━━━━━ Extract to read ━━━━━

However, even as a musician myself, I know first-hand that society pressures us to pursue practical careers instead of becoming “starving musicians.” To a certain extent, I put that pressure on myself. I’m pursuing a music major but I am working towards a career in Physical Therapy. And there is nothing wrong with that but part of me knows that I am too afraid to take the leap of faith into the harsh world of the music industry.

“In my best moments, when I calm down and listen closely, God says, “I didn’t ask you to become new and improved today. That wasn’t the goal. You were broken down and strange yesterday, and you still are today, and the only one freaked out about it is you.”

What words of comfort. I was on the phone with my mom the other day and we were talking about how I was starting to feel burned out from all the academic stress and responsibilities that come with being an adult. I told her I felt like my life was one giant mess of things that I was wading through and trying to organize piece by piece. She reminded me, like only a mother could, that all the pressure I felt to have it all figured out was coming from one person: me. I often forget that God meets us where we are even in and especially in times of trouble. God doesn’t ask us to be perfect everyday of our lives but he does want us to lean into our relationship with him through the good and the bad. I may not have become new and improved today but God loves me anyway.

“It’s rebellious, in a way, to choose joy, to choose to dance, to choose to love your life. It’s much easier and much more common to be miserable. But I do what I can do to create hope, to celebrate life, and the act of celebrating connects me back to that life I love.”

So much of our social media feeds and news channels highlight only what is bad in the world. It is a heartbreaking way to view the world when really there is so much good no one ever talks about. Today was one of the hottest days I have experienced in Atlanta. The sun was shining and the sky was a gorgeous shade of blue. It is easy to feel happy and positive on days like this when the earth reflects your mood and vice versa. The challenge is to carry that joy into rainy days, busy days, overwhelming and stressful days. I am in the midst of my first college finals season. Smack dab in the middle of a storm of academics. I’m choosing to find joy in the 6 hour long study sessions with my sorority Big sister, and I am choosing to love the copious amounts of coffee I am drinking just to keep my eyelids open. It isn’t the easy option but it’s the one that I choose because despite current circumstances I do love this life God has given me.

━━━━━

#### [Work to complete]
a) Answer these questions about the essay above:
(i) What career is the writer working toward?
(ii) Who was the writer talking with on the phone?
(iii) In what city did the writer experience one of the hottest days they remember?
b) Translate this sentence from the essay above into Spanish: "The sun was shining and the sky was a gorgeous shade of blue."
c) The essay above contains a quotation that begins "It's rebellious, in a way." List every choice that this quotation calls rebellious.

━━━━━ Dataset ━━━━━

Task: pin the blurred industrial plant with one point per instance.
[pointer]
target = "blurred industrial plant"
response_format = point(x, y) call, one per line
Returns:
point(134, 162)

━━━━━

#### [Answers to each task]
a)
(i) Physical Therapy
(ii) The writer's mom
(iii) Atlanta

b) El sol brillaba y el cielo tenía un hermoso tono azul.

c)
- To choose joy
- To choose to dance
- To choose to love your life